• **EXERCISE AIM**
Quote everything in the records from the line containing "Find the window;" down to the line containing "pixel 237 211", both of those lines included.

• **PROVIDED INFORMATION**
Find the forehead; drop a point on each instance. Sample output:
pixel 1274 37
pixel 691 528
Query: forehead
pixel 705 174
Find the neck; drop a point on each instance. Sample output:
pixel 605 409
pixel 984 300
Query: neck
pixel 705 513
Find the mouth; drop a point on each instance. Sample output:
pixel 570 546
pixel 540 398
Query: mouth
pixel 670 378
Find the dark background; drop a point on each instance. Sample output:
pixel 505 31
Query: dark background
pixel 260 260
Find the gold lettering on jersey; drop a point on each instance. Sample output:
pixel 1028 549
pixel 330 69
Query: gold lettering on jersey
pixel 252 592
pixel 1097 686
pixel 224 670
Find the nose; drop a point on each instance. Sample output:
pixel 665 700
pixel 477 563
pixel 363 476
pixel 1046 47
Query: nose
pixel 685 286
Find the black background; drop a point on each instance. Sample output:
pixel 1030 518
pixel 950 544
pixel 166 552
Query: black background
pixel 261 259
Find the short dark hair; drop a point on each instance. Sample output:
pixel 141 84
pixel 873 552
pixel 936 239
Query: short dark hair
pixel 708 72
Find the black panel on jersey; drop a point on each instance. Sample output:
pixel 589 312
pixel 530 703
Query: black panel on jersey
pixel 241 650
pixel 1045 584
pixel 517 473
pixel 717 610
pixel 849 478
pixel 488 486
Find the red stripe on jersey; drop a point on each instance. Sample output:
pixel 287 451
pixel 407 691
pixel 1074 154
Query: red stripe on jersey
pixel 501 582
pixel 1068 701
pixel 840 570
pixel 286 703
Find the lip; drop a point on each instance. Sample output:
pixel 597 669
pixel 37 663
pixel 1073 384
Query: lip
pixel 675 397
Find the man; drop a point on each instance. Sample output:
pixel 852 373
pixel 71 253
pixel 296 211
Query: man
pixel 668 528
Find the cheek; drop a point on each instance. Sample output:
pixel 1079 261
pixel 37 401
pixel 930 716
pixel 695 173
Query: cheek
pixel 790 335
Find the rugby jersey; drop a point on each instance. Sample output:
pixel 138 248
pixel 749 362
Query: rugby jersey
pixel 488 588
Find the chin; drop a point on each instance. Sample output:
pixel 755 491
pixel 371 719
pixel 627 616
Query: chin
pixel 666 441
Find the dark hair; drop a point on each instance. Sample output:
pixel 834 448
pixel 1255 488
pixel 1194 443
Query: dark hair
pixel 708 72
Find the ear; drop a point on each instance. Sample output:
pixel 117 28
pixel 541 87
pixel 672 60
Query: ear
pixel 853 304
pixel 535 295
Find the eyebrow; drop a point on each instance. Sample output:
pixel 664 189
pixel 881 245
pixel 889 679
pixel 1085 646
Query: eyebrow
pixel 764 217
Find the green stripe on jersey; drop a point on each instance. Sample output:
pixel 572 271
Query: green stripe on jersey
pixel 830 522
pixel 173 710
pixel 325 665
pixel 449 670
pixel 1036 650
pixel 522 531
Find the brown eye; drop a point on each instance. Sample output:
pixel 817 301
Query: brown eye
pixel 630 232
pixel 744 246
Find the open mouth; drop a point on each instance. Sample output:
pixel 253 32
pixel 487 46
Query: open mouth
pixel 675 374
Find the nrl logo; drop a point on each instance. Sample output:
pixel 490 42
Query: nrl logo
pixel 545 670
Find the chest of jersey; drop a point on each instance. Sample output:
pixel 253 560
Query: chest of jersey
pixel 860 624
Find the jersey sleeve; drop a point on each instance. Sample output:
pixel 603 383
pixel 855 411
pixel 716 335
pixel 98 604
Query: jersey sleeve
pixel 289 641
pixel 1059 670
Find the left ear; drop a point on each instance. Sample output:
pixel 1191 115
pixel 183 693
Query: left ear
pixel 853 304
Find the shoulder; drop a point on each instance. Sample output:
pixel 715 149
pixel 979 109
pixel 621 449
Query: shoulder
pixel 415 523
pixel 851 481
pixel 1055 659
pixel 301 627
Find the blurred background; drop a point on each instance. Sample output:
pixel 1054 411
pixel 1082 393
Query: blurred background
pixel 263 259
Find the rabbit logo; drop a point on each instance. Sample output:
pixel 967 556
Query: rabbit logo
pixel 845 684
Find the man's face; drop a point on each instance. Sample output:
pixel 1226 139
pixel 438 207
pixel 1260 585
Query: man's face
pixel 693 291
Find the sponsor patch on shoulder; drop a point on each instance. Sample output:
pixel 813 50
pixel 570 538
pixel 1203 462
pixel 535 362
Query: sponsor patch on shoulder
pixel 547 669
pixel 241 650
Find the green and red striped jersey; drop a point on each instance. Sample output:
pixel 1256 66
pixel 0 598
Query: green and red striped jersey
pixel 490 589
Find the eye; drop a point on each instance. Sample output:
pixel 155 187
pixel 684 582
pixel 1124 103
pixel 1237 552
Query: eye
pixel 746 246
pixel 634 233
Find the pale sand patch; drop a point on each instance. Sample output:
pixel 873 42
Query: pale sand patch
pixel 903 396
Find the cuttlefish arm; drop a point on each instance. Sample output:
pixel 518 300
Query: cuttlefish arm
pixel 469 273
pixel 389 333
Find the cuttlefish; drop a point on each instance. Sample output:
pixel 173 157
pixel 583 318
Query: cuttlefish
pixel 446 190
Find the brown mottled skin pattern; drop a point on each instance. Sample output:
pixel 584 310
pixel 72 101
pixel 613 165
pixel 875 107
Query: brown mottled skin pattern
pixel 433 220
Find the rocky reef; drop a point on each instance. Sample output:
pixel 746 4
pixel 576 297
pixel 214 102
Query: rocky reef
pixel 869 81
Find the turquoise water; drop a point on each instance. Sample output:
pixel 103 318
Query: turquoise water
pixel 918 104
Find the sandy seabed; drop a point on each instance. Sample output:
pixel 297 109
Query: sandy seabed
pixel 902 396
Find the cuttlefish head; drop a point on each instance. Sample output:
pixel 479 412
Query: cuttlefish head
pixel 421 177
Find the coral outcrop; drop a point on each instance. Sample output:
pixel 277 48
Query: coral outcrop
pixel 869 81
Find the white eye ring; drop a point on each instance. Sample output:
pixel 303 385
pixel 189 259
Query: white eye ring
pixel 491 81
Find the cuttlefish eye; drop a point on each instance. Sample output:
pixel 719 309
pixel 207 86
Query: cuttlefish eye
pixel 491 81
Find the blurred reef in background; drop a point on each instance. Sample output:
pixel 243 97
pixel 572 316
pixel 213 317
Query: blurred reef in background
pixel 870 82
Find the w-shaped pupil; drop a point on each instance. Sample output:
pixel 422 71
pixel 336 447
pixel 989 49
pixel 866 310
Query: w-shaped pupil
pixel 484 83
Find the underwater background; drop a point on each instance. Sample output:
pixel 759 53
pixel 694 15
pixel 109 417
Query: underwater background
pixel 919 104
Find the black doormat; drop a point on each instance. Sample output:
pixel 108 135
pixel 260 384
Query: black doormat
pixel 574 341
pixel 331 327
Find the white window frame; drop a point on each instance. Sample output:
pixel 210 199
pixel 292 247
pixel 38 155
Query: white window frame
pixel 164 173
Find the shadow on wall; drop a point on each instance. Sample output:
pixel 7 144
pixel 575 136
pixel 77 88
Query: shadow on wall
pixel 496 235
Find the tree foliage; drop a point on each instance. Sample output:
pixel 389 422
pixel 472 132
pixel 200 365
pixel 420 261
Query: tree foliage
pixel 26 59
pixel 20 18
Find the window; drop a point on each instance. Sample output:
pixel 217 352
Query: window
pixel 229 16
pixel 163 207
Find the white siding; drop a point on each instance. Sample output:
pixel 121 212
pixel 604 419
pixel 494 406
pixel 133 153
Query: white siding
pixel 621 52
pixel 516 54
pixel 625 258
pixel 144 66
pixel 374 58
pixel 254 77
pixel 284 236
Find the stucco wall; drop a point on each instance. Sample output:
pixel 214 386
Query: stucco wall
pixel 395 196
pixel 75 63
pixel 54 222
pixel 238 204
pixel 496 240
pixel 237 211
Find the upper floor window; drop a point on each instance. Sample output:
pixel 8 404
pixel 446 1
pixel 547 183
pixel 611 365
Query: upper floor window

• **ANSWER TO THIS EXERCISE**
Find the window; drop a point on each instance. Sample output:
pixel 217 352
Query: window
pixel 229 16
pixel 163 207
Find the white siding; drop a point on each instance. Sample output:
pixel 121 212
pixel 604 419
pixel 494 406
pixel 133 153
Query: white siding
pixel 621 52
pixel 516 54
pixel 625 258
pixel 144 66
pixel 374 58
pixel 254 77
pixel 284 236
Find the stucco wall; drop a point on each instance. Sample output:
pixel 214 386
Query: stucco wall
pixel 395 196
pixel 75 63
pixel 54 222
pixel 238 204
pixel 496 240
pixel 237 211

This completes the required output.